> **Data records**:
* * * *
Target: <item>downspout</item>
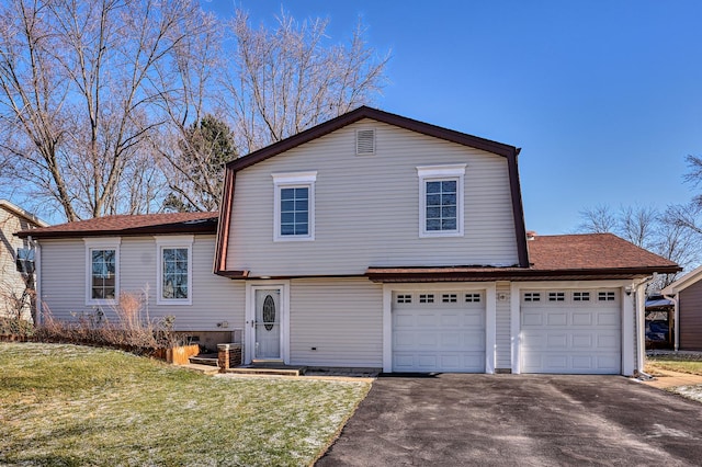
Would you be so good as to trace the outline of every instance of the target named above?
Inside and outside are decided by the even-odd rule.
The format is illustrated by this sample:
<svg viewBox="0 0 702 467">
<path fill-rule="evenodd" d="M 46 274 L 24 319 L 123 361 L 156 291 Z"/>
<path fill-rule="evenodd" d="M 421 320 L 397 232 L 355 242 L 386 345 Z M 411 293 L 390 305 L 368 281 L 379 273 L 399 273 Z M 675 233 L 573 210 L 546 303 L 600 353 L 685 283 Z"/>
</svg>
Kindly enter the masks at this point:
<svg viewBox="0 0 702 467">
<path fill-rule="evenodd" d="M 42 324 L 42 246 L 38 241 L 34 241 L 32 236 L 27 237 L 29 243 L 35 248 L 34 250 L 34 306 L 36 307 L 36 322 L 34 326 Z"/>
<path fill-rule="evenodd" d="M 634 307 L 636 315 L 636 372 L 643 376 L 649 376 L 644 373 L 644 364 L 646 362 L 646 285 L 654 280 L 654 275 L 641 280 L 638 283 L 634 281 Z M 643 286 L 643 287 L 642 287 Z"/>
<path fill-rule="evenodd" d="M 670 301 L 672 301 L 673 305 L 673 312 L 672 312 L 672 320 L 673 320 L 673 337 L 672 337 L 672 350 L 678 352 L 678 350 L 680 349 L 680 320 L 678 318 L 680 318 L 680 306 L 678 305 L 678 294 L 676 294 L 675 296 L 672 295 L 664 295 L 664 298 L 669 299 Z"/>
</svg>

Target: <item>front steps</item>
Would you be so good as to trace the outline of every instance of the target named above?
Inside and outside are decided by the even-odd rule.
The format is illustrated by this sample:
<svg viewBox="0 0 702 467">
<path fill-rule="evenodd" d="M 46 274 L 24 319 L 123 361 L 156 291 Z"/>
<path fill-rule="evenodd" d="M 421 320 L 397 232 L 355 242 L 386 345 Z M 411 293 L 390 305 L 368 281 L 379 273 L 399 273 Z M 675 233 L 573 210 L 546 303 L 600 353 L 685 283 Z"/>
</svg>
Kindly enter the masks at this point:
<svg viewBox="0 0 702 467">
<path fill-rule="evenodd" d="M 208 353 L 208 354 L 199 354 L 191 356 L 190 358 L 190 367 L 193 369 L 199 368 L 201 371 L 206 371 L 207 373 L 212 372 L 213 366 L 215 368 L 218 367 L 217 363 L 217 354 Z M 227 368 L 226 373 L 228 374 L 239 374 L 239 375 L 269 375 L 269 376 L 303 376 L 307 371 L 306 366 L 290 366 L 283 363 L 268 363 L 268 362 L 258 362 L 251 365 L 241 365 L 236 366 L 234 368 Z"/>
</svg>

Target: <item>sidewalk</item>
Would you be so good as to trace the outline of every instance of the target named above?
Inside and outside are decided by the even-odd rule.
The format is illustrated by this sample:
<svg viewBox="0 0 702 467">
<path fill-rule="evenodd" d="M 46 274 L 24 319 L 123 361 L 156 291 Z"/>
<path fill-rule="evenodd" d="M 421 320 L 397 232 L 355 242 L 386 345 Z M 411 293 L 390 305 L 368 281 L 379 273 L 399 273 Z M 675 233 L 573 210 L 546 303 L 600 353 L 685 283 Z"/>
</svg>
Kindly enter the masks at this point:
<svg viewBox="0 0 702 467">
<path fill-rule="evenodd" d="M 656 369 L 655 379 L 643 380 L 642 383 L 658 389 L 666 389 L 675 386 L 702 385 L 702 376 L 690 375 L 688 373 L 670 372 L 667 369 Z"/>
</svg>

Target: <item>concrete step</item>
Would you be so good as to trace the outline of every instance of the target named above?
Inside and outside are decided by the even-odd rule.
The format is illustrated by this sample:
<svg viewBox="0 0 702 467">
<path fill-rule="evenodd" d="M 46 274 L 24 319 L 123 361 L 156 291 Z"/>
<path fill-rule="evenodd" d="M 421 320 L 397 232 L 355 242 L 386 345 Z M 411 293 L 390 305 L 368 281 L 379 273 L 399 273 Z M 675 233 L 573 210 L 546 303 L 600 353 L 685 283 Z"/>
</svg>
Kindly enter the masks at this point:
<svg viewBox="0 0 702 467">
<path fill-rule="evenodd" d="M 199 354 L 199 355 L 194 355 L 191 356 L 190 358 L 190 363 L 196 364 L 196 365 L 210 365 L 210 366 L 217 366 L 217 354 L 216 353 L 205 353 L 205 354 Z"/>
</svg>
* * * *
> **Your task**: Write out the listing above line for line, with no changes, but omit the pictures.

> **The reply**:
Target: <item>downspout</item>
Would you be so good as to trace the outline of every instance of the target named above?
Inside and outside are decided by the even-odd rule.
The format is illustrated by this sample:
<svg viewBox="0 0 702 467">
<path fill-rule="evenodd" d="M 46 274 L 24 319 L 123 361 L 156 291 Z"/>
<path fill-rule="evenodd" d="M 421 320 L 397 232 L 355 242 L 386 345 Z M 411 293 L 390 305 L 368 281 L 379 273 L 399 273 Z M 675 233 L 573 210 L 546 303 L 600 353 L 685 283 Z"/>
</svg>
Kindly enter the masks at this point:
<svg viewBox="0 0 702 467">
<path fill-rule="evenodd" d="M 42 324 L 42 246 L 38 241 L 34 241 L 32 236 L 27 237 L 29 243 L 35 248 L 34 250 L 34 306 L 36 307 L 36 322 L 34 326 Z"/>
<path fill-rule="evenodd" d="M 634 307 L 636 315 L 636 372 L 643 376 L 649 376 L 644 373 L 644 364 L 646 362 L 646 285 L 654 280 L 654 275 L 641 280 L 638 283 L 634 281 Z M 643 286 L 643 287 L 642 287 Z"/>
<path fill-rule="evenodd" d="M 670 301 L 672 301 L 673 305 L 673 312 L 672 312 L 672 320 L 673 320 L 673 337 L 672 337 L 672 350 L 678 352 L 678 350 L 680 349 L 680 320 L 678 318 L 680 318 L 680 306 L 678 305 L 678 294 L 676 294 L 675 296 L 672 295 L 664 295 L 664 298 L 669 299 Z"/>
</svg>

Target: <item>front steps</item>
Would you be so good as to trace the outline of every instance of the target named above?
Inside and outside are decided by the even-odd rule.
The format is illustrated by this sample:
<svg viewBox="0 0 702 467">
<path fill-rule="evenodd" d="M 46 274 L 24 319 L 123 361 L 156 291 Z"/>
<path fill-rule="evenodd" d="M 421 320 L 397 232 L 355 242 L 386 345 Z M 411 293 L 390 305 L 368 281 L 379 273 L 399 273 Z M 675 233 L 573 210 L 546 303 L 600 353 L 685 283 Z"/>
</svg>
Kindly enter the masks at this point:
<svg viewBox="0 0 702 467">
<path fill-rule="evenodd" d="M 208 353 L 208 354 L 199 354 L 191 356 L 190 358 L 190 367 L 193 369 L 199 368 L 201 371 L 206 371 L 207 373 L 212 372 L 213 366 L 215 368 L 218 367 L 217 363 L 217 354 Z M 227 368 L 226 373 L 228 374 L 239 374 L 239 375 L 269 375 L 269 376 L 303 376 L 307 371 L 306 366 L 290 366 L 283 363 L 268 363 L 268 362 L 258 362 L 251 365 L 241 365 L 236 366 L 234 368 Z"/>
</svg>

Target: <item>sidewalk</item>
Would you be so good as to trace the outline of every instance of the target named above?
Inside and outside are decided by the even-odd rule.
The format is illustrated by this sample:
<svg viewBox="0 0 702 467">
<path fill-rule="evenodd" d="M 46 274 L 24 319 L 123 361 L 156 291 Z"/>
<path fill-rule="evenodd" d="M 421 320 L 397 232 L 355 242 L 386 345 Z M 411 293 L 390 305 L 368 281 L 379 273 L 399 273 Z M 675 233 L 573 210 L 546 303 L 600 353 L 685 283 Z"/>
</svg>
Kindly enter the masks at this point:
<svg viewBox="0 0 702 467">
<path fill-rule="evenodd" d="M 656 369 L 655 379 L 643 380 L 642 383 L 658 389 L 666 389 L 675 386 L 702 385 L 702 376 L 690 375 L 688 373 L 670 372 L 667 369 Z"/>
</svg>

Target: <item>concrete step</item>
Would you be so good as to trace the outline of every instance of the target named above?
Inside and outside are decided by the even-odd rule.
The format is illustrated by this sample:
<svg viewBox="0 0 702 467">
<path fill-rule="evenodd" d="M 46 274 L 24 319 L 123 361 L 156 291 Z"/>
<path fill-rule="evenodd" d="M 421 320 L 397 232 L 355 242 L 386 345 Z M 411 293 L 390 305 L 368 281 L 379 273 L 399 273 Z M 675 233 L 573 210 L 546 303 L 600 353 L 685 283 Z"/>
</svg>
Kindly enter the masks at this point:
<svg viewBox="0 0 702 467">
<path fill-rule="evenodd" d="M 199 354 L 199 355 L 194 355 L 191 356 L 190 358 L 190 363 L 196 364 L 196 365 L 210 365 L 210 366 L 217 366 L 217 354 L 216 353 L 205 353 L 205 354 Z"/>
</svg>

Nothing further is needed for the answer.